--- TASK STATEMENT ---
Can you rewrite the entries from the line containing "Spot the person sitting" through the last entry, requests included, scaling every point coordinate by 1.05 and rounding each to a whole number, with halves rounded up?

═══

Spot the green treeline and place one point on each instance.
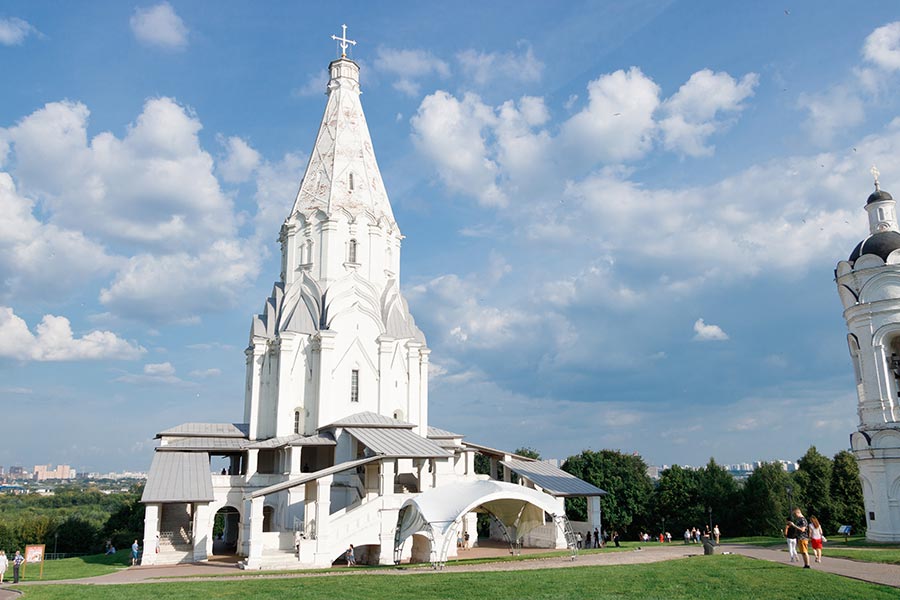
(828, 488)
(71, 520)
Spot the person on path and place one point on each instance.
(801, 525)
(816, 537)
(18, 560)
(790, 535)
(351, 557)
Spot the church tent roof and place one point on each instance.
(296, 439)
(391, 441)
(207, 430)
(208, 444)
(307, 477)
(179, 477)
(369, 419)
(552, 479)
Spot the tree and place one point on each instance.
(624, 476)
(814, 476)
(846, 492)
(764, 505)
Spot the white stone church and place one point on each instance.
(335, 446)
(869, 286)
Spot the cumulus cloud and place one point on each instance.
(159, 26)
(882, 47)
(692, 113)
(409, 66)
(617, 124)
(705, 332)
(13, 31)
(484, 67)
(153, 373)
(240, 160)
(54, 341)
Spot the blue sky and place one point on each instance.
(621, 219)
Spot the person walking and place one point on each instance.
(791, 536)
(18, 561)
(801, 525)
(816, 537)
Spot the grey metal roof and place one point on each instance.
(207, 430)
(307, 477)
(396, 442)
(369, 419)
(295, 439)
(204, 443)
(435, 433)
(552, 479)
(179, 477)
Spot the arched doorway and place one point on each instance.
(226, 527)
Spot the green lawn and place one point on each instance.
(698, 578)
(76, 568)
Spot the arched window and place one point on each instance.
(354, 385)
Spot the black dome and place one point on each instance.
(879, 196)
(880, 244)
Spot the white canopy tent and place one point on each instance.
(438, 513)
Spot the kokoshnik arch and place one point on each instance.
(335, 438)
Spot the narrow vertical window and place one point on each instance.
(354, 385)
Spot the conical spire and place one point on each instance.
(342, 172)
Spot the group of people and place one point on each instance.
(17, 562)
(697, 535)
(801, 534)
(598, 540)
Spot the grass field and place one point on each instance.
(699, 578)
(77, 568)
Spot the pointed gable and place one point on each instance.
(342, 172)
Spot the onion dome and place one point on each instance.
(879, 196)
(880, 244)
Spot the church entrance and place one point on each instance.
(226, 526)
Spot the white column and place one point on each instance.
(202, 531)
(151, 533)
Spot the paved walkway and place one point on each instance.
(873, 572)
(865, 571)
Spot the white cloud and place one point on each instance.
(153, 373)
(159, 26)
(882, 47)
(154, 187)
(180, 287)
(13, 31)
(240, 160)
(204, 373)
(484, 67)
(37, 259)
(449, 132)
(691, 113)
(617, 124)
(54, 341)
(708, 333)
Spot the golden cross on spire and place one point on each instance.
(345, 43)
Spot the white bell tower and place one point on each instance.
(869, 286)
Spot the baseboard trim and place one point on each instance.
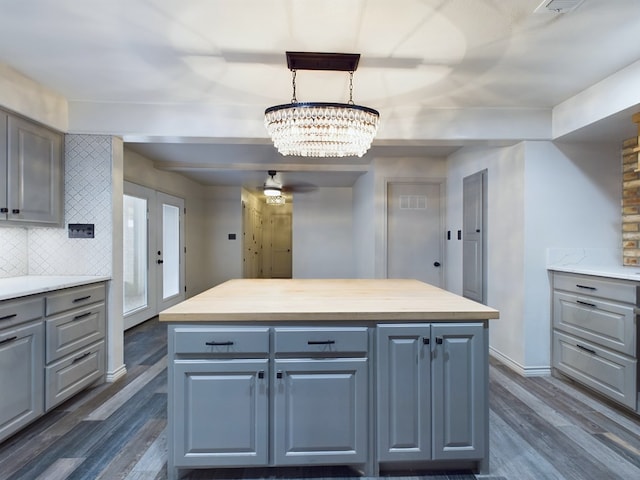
(116, 374)
(540, 371)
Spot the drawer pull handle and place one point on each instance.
(587, 304)
(592, 352)
(84, 355)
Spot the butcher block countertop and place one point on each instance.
(333, 299)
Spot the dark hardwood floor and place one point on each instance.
(542, 428)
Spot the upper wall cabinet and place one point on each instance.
(31, 191)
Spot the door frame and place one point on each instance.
(155, 301)
(482, 174)
(441, 183)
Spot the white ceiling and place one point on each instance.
(186, 82)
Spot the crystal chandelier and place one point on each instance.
(321, 129)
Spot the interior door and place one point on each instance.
(281, 245)
(473, 244)
(415, 231)
(153, 253)
(170, 250)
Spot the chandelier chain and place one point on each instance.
(351, 88)
(293, 81)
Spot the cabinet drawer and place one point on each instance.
(68, 376)
(221, 340)
(319, 340)
(606, 372)
(611, 325)
(14, 312)
(596, 286)
(71, 331)
(73, 298)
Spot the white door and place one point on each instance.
(153, 253)
(415, 231)
(474, 235)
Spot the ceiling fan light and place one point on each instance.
(272, 191)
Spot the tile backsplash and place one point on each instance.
(88, 199)
(13, 252)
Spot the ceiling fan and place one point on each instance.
(273, 186)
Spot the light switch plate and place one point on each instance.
(81, 230)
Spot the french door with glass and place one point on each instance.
(153, 253)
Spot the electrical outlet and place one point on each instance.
(81, 230)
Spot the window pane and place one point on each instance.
(171, 251)
(135, 254)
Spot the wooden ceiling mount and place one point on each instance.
(342, 62)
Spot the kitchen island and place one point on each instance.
(376, 374)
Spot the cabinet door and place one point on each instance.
(459, 377)
(21, 376)
(34, 186)
(220, 413)
(320, 411)
(404, 393)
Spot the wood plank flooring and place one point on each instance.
(542, 428)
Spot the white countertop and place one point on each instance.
(611, 271)
(14, 287)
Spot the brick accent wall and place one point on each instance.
(630, 203)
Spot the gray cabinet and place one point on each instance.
(21, 361)
(403, 392)
(595, 334)
(75, 327)
(297, 395)
(51, 347)
(221, 413)
(219, 400)
(459, 391)
(31, 160)
(431, 391)
(320, 395)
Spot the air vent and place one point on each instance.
(558, 6)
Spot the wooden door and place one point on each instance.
(281, 245)
(473, 229)
(415, 231)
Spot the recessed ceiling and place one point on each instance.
(187, 82)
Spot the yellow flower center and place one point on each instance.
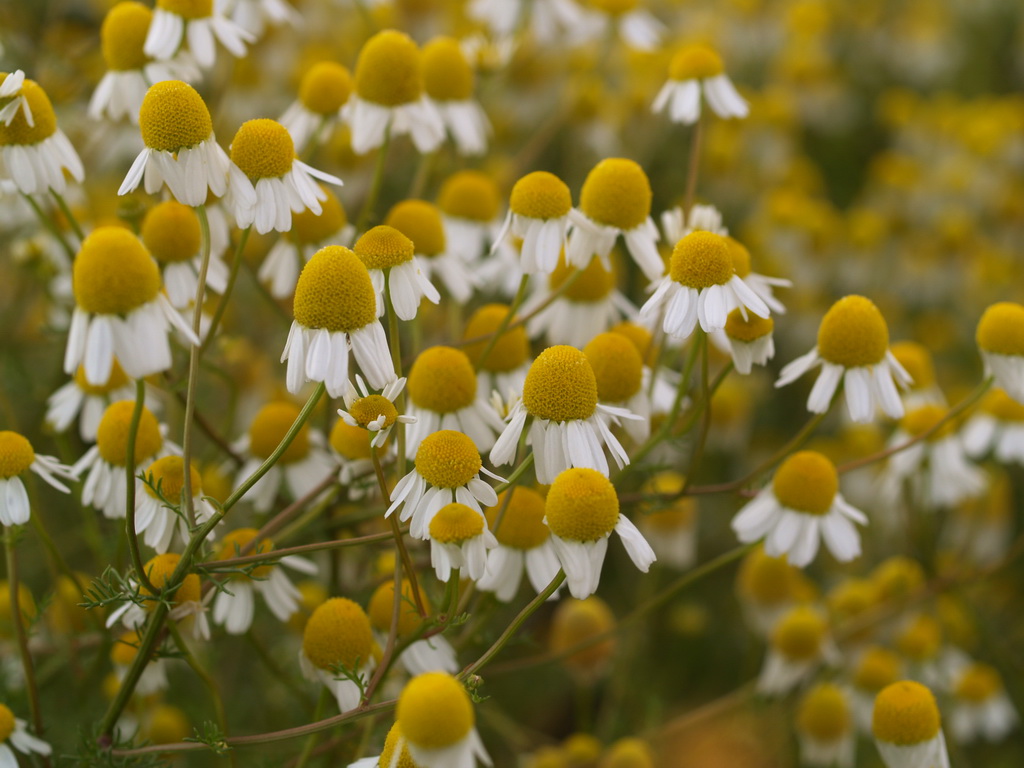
(171, 231)
(325, 88)
(616, 365)
(45, 122)
(799, 635)
(749, 330)
(448, 459)
(701, 259)
(456, 523)
(434, 711)
(446, 74)
(263, 148)
(338, 634)
(442, 380)
(112, 435)
(806, 481)
(541, 196)
(389, 71)
(695, 62)
(593, 285)
(269, 428)
(509, 352)
(470, 195)
(310, 228)
(560, 385)
(421, 222)
(15, 454)
(616, 193)
(853, 333)
(582, 505)
(522, 524)
(384, 247)
(173, 117)
(824, 713)
(123, 36)
(1000, 329)
(335, 292)
(905, 714)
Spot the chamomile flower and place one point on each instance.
(444, 393)
(539, 214)
(389, 257)
(907, 728)
(422, 223)
(233, 607)
(459, 539)
(802, 506)
(34, 153)
(435, 720)
(523, 544)
(852, 348)
(701, 286)
(569, 426)
(1000, 340)
(582, 510)
(120, 310)
(448, 469)
(448, 79)
(323, 92)
(129, 70)
(17, 457)
(180, 148)
(389, 98)
(696, 71)
(614, 200)
(338, 645)
(335, 309)
(196, 24)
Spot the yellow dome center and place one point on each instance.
(560, 385)
(171, 231)
(389, 71)
(522, 524)
(616, 193)
(384, 247)
(269, 428)
(44, 121)
(325, 88)
(421, 222)
(446, 74)
(263, 148)
(616, 365)
(338, 634)
(853, 333)
(700, 260)
(456, 523)
(112, 435)
(509, 352)
(334, 292)
(695, 62)
(806, 481)
(541, 196)
(434, 711)
(123, 36)
(905, 714)
(442, 380)
(15, 455)
(1000, 329)
(470, 195)
(448, 459)
(173, 117)
(582, 505)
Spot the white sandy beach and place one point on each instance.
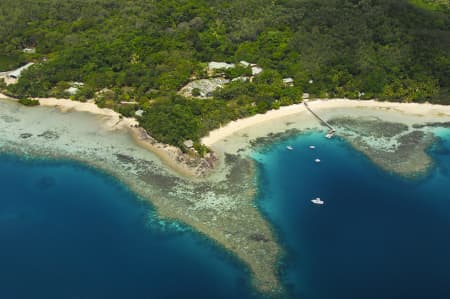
(237, 135)
(113, 120)
(428, 112)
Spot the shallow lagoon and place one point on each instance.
(68, 231)
(377, 236)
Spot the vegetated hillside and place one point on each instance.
(147, 50)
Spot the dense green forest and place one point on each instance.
(145, 51)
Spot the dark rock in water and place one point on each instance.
(49, 135)
(258, 238)
(25, 135)
(46, 182)
(432, 125)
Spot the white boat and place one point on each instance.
(317, 201)
(330, 134)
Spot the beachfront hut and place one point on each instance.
(139, 113)
(244, 63)
(16, 74)
(72, 90)
(256, 70)
(288, 82)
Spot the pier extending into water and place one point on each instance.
(331, 131)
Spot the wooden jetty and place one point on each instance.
(331, 131)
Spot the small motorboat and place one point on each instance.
(330, 134)
(317, 201)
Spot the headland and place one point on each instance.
(219, 203)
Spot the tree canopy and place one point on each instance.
(147, 50)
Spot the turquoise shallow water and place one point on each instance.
(67, 231)
(377, 236)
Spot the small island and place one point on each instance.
(172, 97)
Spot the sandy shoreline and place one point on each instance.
(414, 109)
(222, 209)
(237, 135)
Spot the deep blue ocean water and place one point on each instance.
(377, 236)
(67, 231)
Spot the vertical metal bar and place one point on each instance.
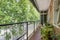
(27, 29)
(34, 26)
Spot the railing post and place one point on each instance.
(34, 26)
(27, 29)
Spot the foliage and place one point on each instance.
(13, 11)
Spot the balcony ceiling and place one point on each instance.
(41, 5)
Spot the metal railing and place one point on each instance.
(17, 31)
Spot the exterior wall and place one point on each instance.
(51, 13)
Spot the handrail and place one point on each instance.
(17, 23)
(22, 23)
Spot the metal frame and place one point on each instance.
(26, 27)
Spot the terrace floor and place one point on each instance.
(36, 35)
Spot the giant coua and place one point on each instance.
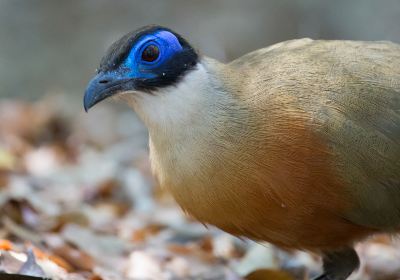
(297, 144)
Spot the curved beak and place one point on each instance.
(102, 86)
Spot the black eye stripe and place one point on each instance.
(150, 53)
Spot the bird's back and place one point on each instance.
(348, 93)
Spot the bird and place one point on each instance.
(296, 144)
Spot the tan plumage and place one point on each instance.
(306, 154)
(297, 144)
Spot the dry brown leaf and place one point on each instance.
(268, 274)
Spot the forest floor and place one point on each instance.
(77, 201)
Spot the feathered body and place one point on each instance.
(305, 153)
(297, 144)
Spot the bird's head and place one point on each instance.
(143, 61)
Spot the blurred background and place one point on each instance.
(50, 47)
(76, 189)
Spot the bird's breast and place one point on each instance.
(274, 184)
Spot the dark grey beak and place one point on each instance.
(102, 86)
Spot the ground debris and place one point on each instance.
(77, 201)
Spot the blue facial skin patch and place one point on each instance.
(167, 44)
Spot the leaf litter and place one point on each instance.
(77, 201)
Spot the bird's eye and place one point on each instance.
(150, 53)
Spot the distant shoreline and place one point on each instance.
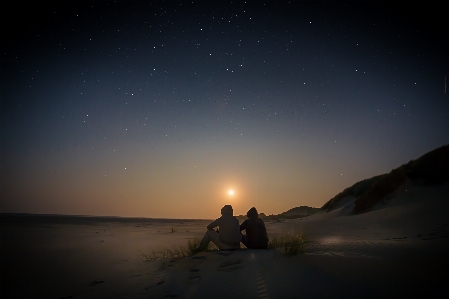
(53, 218)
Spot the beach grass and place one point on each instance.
(289, 244)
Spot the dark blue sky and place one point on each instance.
(158, 108)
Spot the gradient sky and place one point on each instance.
(157, 109)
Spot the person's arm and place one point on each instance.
(213, 224)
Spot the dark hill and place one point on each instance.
(431, 168)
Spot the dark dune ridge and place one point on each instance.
(430, 169)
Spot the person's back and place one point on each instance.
(256, 232)
(229, 229)
(228, 236)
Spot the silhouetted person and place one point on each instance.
(256, 233)
(228, 236)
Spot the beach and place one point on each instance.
(397, 249)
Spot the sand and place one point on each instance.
(397, 250)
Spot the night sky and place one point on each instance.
(157, 109)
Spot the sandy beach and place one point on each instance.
(399, 249)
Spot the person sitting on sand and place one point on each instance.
(256, 233)
(228, 236)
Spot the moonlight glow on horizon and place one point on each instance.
(173, 109)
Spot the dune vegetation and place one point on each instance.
(431, 168)
(286, 244)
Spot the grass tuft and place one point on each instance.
(289, 244)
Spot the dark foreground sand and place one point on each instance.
(398, 250)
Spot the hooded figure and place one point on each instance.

═══

--- ANSWER TO THIS PROBLEM ---
Spot the person sitting on sand and place one point on each instance.
(269, 245)
(239, 248)
Spot the moonlight glow on horizon and place one point on each instance.
(182, 114)
Spot the dune vegetation and place one point on each instance.
(453, 176)
(300, 256)
Spot the grass tuft and place one point on each instance.
(303, 256)
Spot the dark foreground sand and place one point on each instance.
(418, 263)
Spot the hooded figure and place one point on each instance.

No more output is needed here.